Consigne ▸
Quelles lignes du matériau contiennent le mot « basin » ? Énumérez-les toutes en les recopiant, en respectant la casse.

[Relevés de placement de points]
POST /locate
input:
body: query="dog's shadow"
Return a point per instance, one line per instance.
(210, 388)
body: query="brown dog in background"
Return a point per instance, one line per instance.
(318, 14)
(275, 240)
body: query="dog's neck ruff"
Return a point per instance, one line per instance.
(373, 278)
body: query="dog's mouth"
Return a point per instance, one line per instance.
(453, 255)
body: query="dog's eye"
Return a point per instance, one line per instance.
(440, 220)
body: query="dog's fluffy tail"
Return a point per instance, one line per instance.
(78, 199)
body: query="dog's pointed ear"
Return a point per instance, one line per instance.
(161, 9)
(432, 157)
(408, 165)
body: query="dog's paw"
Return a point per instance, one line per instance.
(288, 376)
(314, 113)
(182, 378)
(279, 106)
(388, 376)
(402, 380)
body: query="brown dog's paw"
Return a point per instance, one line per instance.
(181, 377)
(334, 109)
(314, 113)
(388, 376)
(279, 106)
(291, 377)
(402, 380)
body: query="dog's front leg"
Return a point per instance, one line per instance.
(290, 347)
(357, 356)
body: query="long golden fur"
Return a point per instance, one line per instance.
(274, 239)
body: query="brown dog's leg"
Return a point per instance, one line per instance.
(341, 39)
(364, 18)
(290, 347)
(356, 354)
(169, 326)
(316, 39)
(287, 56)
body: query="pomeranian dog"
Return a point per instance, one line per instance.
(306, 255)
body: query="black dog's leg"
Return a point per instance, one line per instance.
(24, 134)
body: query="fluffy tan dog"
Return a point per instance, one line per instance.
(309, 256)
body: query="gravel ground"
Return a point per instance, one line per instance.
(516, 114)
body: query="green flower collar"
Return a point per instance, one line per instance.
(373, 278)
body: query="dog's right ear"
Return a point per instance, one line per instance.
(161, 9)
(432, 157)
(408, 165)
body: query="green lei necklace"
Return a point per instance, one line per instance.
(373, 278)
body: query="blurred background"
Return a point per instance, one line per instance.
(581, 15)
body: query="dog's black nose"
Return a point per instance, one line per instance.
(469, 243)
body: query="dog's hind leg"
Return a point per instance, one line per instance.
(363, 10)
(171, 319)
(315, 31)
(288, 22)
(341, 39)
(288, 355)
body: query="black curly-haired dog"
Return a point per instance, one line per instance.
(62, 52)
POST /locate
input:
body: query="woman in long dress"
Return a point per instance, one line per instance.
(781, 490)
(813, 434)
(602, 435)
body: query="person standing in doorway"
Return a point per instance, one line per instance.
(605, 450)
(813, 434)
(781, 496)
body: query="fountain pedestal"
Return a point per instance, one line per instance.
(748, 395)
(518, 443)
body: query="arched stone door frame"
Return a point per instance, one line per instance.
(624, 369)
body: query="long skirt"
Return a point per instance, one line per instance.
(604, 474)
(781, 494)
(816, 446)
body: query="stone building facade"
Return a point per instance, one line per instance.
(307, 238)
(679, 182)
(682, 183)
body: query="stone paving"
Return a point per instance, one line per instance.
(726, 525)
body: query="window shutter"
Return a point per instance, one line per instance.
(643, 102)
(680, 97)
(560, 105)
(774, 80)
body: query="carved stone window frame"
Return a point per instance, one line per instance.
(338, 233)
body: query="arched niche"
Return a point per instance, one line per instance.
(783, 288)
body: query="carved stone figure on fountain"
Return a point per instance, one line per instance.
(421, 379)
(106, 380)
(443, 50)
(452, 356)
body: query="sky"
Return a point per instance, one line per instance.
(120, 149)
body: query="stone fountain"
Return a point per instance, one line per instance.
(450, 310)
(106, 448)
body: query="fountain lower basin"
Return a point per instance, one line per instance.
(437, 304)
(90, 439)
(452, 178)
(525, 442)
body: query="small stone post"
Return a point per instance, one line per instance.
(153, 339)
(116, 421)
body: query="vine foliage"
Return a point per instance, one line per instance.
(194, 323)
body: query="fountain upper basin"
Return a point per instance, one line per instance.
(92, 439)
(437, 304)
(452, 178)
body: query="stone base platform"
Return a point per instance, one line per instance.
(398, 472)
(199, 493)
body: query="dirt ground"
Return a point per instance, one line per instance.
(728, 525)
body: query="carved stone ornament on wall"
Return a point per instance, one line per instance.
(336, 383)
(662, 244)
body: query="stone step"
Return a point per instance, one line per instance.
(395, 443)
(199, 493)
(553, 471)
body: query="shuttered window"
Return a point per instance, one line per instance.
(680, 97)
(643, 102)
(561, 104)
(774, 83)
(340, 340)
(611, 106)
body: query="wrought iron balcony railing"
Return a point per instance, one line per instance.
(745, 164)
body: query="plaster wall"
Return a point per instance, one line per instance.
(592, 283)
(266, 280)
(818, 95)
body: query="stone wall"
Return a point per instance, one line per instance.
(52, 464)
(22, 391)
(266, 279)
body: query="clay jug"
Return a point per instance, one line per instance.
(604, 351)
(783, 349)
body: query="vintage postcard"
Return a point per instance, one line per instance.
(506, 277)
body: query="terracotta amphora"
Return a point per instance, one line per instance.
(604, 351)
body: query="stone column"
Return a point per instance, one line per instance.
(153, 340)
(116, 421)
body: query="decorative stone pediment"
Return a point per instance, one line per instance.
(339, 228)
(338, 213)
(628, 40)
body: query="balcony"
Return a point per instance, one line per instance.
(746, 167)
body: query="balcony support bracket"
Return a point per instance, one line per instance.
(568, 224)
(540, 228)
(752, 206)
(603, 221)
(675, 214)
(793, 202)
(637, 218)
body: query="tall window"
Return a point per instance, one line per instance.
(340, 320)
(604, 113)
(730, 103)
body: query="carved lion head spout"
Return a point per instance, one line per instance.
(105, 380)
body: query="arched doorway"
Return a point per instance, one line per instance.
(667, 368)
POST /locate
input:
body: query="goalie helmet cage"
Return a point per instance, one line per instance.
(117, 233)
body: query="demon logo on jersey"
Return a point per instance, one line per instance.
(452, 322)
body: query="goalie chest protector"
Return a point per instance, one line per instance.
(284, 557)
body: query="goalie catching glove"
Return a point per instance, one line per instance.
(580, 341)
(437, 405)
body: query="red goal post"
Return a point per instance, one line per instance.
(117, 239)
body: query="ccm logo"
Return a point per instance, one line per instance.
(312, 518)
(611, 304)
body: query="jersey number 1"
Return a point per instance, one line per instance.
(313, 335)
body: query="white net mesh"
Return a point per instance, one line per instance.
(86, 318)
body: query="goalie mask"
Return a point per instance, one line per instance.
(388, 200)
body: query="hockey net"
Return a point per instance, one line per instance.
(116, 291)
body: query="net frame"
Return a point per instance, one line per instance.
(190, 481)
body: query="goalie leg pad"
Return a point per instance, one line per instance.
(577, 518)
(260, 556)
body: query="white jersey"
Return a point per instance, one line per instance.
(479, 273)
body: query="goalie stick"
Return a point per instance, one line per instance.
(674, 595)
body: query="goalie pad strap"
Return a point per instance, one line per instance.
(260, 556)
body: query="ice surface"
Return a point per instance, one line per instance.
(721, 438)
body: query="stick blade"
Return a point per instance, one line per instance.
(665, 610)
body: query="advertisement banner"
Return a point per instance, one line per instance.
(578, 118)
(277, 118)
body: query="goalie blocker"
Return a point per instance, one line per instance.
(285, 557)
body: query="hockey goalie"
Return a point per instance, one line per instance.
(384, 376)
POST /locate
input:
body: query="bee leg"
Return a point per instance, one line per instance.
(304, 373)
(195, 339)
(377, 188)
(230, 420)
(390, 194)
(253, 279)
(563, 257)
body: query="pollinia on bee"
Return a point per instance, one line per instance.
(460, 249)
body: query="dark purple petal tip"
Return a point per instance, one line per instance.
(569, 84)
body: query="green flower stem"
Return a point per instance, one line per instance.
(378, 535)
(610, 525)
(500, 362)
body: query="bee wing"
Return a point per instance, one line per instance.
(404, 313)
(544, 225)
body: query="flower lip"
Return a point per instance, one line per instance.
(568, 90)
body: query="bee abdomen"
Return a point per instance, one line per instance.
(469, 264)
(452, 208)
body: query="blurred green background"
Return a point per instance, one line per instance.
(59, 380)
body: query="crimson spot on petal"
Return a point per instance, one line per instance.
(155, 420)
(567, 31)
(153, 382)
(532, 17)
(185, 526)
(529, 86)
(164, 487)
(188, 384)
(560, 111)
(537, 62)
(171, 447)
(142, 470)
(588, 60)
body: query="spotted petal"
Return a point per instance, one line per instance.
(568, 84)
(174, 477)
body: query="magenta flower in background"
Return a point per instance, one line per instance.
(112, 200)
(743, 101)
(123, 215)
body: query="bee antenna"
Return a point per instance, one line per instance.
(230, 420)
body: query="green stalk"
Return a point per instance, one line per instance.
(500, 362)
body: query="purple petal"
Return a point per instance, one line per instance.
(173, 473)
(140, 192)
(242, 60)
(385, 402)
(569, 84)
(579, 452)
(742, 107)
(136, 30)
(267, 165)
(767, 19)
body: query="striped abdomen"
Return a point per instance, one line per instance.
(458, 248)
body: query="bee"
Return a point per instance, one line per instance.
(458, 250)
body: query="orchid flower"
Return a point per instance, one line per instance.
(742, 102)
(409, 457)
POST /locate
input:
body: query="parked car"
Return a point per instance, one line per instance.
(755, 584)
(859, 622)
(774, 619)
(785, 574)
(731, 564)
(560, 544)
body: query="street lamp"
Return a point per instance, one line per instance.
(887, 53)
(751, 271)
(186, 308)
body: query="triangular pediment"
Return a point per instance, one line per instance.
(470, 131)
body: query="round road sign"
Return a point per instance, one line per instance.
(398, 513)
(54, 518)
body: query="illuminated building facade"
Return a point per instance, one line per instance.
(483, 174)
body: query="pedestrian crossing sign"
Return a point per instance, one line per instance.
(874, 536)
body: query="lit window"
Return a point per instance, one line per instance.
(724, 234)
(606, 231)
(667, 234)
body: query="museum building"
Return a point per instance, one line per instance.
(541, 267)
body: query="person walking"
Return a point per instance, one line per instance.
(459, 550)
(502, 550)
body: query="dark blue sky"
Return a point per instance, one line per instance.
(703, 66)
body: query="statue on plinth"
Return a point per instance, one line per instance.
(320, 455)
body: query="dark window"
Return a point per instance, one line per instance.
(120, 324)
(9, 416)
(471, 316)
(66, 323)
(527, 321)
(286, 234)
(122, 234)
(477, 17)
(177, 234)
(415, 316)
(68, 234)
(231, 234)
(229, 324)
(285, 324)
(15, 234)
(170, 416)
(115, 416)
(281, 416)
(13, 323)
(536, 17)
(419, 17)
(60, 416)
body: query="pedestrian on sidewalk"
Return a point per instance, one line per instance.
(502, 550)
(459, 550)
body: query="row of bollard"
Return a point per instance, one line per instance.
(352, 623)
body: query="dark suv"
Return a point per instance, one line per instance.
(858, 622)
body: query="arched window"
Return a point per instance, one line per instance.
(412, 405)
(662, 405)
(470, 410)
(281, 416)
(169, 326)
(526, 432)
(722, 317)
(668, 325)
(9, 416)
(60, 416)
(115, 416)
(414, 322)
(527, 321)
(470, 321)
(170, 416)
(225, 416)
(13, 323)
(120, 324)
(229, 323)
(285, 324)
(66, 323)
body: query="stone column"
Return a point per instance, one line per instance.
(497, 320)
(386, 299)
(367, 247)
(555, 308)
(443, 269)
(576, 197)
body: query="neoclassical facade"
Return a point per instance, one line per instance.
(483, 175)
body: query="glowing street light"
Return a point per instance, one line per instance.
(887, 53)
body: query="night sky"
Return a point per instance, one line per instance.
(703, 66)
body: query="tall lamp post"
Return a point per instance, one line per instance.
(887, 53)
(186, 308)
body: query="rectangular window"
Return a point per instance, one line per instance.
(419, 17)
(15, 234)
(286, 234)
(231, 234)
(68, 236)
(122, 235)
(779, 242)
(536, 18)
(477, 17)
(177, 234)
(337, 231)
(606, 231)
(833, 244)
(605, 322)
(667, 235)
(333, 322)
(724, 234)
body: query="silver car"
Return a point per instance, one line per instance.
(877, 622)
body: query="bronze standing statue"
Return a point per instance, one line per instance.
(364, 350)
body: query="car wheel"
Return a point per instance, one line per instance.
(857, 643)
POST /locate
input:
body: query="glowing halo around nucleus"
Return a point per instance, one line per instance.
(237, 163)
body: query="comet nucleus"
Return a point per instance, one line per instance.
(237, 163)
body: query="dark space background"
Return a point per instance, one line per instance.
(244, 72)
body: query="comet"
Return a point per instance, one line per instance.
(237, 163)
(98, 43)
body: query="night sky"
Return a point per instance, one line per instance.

Corrigé ▸
body: query="fountain lower basin"
body: query="fountain upper basin"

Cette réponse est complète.